**Task brief:**
Among the lines below, take the one holding "<point>533,408</point>", the one holding "<point>320,640</point>", and all lines between them. Set them down exactly.

**Records shown:**
───

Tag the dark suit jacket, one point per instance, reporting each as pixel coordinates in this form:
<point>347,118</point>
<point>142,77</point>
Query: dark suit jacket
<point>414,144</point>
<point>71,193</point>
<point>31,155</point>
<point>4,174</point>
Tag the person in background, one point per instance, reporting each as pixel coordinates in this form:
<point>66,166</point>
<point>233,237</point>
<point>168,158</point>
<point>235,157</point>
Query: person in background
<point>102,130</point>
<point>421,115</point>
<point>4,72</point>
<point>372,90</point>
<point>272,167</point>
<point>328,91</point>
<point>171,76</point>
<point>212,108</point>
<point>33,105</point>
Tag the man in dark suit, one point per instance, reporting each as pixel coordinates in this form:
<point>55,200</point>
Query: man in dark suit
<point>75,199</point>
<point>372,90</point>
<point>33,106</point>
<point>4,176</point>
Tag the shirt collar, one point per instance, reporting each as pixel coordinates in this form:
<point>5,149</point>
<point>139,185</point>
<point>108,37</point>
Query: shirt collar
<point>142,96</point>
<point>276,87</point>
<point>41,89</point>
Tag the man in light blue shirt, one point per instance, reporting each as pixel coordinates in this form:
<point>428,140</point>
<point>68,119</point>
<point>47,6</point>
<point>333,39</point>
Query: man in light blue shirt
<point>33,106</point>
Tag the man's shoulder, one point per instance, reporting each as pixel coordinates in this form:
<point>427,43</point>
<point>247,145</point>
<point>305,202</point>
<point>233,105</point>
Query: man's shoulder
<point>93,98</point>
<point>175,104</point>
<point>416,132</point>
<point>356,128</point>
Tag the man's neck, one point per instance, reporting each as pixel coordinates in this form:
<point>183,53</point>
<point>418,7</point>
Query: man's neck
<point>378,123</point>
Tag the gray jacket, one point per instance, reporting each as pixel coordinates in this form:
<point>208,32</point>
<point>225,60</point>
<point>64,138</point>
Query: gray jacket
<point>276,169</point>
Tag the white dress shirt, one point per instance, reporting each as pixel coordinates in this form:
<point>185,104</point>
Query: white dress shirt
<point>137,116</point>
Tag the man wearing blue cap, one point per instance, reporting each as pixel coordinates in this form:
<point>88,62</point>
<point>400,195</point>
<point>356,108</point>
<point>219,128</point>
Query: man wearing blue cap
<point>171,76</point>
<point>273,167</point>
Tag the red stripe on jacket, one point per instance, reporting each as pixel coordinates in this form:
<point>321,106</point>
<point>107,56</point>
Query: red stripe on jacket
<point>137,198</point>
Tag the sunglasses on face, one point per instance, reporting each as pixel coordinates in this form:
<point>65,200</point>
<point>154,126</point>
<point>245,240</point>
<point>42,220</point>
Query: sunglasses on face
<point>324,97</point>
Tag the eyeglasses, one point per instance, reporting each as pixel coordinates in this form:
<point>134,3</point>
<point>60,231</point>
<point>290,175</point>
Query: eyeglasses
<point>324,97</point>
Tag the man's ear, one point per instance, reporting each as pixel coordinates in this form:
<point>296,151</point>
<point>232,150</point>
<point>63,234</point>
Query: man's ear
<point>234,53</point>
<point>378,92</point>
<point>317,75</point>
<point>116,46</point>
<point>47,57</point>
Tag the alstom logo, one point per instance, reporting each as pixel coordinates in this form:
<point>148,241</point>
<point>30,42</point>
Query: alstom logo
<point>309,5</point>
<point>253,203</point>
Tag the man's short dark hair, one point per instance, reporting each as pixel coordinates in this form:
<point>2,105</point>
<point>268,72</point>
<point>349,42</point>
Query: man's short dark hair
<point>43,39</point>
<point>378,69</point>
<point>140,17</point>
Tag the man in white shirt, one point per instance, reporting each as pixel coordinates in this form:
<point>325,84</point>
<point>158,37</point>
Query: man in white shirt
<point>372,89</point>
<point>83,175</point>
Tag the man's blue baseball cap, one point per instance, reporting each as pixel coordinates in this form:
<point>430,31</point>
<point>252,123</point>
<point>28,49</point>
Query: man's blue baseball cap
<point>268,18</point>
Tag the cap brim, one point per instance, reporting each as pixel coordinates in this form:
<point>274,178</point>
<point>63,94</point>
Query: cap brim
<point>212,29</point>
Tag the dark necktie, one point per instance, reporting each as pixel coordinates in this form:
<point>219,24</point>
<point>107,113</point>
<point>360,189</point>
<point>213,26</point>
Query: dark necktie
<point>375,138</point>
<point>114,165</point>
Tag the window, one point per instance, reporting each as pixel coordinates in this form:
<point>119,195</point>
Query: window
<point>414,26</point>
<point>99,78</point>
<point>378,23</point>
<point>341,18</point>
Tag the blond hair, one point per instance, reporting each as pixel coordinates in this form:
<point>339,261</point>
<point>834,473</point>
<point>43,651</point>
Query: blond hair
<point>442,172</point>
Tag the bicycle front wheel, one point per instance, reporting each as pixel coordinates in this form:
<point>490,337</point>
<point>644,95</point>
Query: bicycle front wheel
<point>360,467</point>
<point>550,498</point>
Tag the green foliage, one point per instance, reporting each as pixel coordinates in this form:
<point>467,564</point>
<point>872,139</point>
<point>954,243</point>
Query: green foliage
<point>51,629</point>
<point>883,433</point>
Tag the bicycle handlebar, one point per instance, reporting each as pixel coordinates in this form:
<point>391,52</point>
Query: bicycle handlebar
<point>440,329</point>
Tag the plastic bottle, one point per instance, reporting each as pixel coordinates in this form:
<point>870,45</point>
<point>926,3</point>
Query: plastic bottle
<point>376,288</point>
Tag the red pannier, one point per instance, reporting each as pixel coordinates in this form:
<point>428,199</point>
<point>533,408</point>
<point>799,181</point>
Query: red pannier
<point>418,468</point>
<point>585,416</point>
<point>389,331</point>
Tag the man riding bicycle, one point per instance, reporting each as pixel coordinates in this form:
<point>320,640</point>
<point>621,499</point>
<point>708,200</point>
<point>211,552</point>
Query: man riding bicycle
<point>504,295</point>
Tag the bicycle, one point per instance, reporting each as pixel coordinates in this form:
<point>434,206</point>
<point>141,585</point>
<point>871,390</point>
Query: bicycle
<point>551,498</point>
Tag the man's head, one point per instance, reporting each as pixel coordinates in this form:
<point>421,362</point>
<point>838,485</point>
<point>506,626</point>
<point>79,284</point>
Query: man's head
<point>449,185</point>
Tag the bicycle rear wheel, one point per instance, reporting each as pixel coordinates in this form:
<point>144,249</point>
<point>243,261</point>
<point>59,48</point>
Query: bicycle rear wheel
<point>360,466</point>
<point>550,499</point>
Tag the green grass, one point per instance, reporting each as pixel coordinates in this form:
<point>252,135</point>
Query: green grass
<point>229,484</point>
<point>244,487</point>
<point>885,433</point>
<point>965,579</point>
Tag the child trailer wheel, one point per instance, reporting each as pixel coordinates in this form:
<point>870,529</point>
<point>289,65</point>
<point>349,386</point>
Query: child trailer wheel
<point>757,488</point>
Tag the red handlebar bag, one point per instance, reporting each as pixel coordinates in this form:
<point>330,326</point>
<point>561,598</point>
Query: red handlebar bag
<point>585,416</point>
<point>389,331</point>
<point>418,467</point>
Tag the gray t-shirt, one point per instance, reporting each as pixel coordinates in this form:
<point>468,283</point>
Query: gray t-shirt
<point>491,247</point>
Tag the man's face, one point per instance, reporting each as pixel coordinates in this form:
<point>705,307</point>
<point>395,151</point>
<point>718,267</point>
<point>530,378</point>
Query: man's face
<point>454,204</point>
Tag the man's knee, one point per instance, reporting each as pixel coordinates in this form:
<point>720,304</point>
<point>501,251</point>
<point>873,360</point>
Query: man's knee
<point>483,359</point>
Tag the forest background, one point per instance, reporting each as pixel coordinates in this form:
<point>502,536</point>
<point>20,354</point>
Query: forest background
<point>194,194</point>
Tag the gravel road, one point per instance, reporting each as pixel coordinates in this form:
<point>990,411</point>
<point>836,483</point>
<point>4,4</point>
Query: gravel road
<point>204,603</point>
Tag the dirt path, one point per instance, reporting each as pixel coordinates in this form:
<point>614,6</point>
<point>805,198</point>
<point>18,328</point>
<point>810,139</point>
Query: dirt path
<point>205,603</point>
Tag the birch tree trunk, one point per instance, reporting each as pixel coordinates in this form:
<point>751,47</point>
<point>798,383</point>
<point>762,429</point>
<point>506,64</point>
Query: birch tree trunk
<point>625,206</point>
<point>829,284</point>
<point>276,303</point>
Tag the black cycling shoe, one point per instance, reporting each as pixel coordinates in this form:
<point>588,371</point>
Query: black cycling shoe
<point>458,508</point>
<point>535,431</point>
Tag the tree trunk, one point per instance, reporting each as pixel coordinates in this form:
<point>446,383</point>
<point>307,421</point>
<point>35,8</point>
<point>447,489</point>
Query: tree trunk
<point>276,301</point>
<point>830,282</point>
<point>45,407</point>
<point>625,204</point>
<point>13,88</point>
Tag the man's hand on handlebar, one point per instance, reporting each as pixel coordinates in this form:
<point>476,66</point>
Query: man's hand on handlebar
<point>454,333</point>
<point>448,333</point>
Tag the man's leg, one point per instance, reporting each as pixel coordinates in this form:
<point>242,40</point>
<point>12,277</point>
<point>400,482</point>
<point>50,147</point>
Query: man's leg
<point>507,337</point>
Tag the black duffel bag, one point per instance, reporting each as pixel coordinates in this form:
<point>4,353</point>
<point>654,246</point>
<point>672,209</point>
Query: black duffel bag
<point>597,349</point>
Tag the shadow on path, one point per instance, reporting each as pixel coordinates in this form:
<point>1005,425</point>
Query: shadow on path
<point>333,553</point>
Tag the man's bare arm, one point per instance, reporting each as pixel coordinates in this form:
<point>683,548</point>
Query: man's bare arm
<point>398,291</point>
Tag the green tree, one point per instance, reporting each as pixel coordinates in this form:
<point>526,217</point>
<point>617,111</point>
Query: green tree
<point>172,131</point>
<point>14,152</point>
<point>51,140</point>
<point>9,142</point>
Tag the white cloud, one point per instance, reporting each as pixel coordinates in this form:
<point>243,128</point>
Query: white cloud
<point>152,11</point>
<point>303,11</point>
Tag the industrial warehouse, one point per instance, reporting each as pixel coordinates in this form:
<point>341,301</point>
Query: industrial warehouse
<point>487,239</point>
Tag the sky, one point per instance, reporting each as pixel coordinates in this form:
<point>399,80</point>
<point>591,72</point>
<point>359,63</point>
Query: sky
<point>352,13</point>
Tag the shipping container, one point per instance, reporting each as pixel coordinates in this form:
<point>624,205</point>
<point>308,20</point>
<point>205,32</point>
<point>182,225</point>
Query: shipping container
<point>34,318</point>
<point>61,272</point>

───

**Written solution:**
<point>533,408</point>
<point>799,181</point>
Query: red pannier
<point>418,468</point>
<point>585,416</point>
<point>389,331</point>
Tag the man riding bicycle, one point per instance, reporting each as pixel coordinates in this form:
<point>320,640</point>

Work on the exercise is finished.